— begin Supplied passage —
There is one company with whom I've interviewed once, gotten an offer, and
then been rejected when I applied later in a separate round after a year and a
half doing other things. There's another company where I interviewed once, got
an offer, did something else, interviewed later, got rejected, was recommended
for an internship later, got put through such a bureaucratic fuck-up that I
didn't even receive a technical interview before they'd selected interns for
all their slots for the year, and they _still_ regularly try to recruit me
every few months (including this past month), despite my being a grad-student
right now. Then there's a third company that keeps continually sending
recruiters my way every so often despite rejecting me with no reason given
_every single time_.

I'm not naming names, but these are _big, famous_ companies. Literally
everyone on this entire board knows these companies and "knows" about their
_absolutely ravening_ hunger for engineers, "knows" about their six-figure
offers for new college grads (I never got one of those, but I graduated in
2011).

If these are the recruiting, filtering, and hiring practices at three of the
world's largest technology companies, then I have to declare, fuck it, there's
no shortage of "talent", aka: skilled labor. There's a shortage of top-5%
skilled labor willing to jump through the right hoops, with the right Luck
Bonus stat on their character sheet to get through the outright _random_
filters, who are willing to take the salaries on offer after all the crap they
just went through to find a job.
— end Supplied passage —
_Problem to work on:_ Carry on the post about tech hiring, starting right after its last sentence. None of the lines after the post about tech hiring are needed.
— begin Provided data —
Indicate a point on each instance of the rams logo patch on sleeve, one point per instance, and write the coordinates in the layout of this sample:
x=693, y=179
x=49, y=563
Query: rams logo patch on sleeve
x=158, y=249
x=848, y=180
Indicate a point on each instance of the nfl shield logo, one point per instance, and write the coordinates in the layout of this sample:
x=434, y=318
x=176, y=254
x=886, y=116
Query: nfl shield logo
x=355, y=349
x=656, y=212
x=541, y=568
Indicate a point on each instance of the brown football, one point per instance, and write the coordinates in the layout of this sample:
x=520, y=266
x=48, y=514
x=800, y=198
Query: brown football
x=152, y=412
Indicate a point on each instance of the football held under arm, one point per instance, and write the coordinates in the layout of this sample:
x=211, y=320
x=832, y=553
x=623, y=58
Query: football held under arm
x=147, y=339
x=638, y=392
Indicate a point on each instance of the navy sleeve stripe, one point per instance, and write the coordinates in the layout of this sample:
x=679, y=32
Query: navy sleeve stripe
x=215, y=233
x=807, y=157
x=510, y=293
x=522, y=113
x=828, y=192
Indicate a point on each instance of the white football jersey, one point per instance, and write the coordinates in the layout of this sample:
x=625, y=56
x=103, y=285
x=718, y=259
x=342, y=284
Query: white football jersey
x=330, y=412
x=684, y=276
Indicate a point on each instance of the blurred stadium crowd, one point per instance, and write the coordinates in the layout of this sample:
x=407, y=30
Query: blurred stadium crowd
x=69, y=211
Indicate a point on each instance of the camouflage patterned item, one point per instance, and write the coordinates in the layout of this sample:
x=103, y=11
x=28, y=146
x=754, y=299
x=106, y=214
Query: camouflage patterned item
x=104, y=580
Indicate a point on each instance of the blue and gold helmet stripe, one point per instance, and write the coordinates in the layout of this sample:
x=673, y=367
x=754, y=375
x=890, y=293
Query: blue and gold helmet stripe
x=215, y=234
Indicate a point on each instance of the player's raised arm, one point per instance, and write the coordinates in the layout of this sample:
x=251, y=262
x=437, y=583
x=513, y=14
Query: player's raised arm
— end Provided data —
_Right answer:_
By contrast, I'll tell you how I found my (No evil eye /spits!) internship for
this summer. I checked the "Who's Hiring" thread on Hacker News for
interesting internship positions, sent a bunch of cover letters, had one Skype
interview with the CTO of a very nice company, received the initial offer,
negotiated a bit (nothing too heavy, it's an internship after all, but a
slightly nicer deal on tax status and travel expense), and accepted the offer.
As far as I can tell (again, No evil eye /spits!), they're a very nice company
doing highly interesting work that could even potentially inspire me towards
new research directions in my grad work, and I'll be pretty glad to spend my
summer vacation with them.

And _at no point whatsoever_ did I have to recite the definition of a red-
black tree, figure out how to jump out of a spinning blender when I've been
miniaturized, or solve an Advanced Algorithms exam problem.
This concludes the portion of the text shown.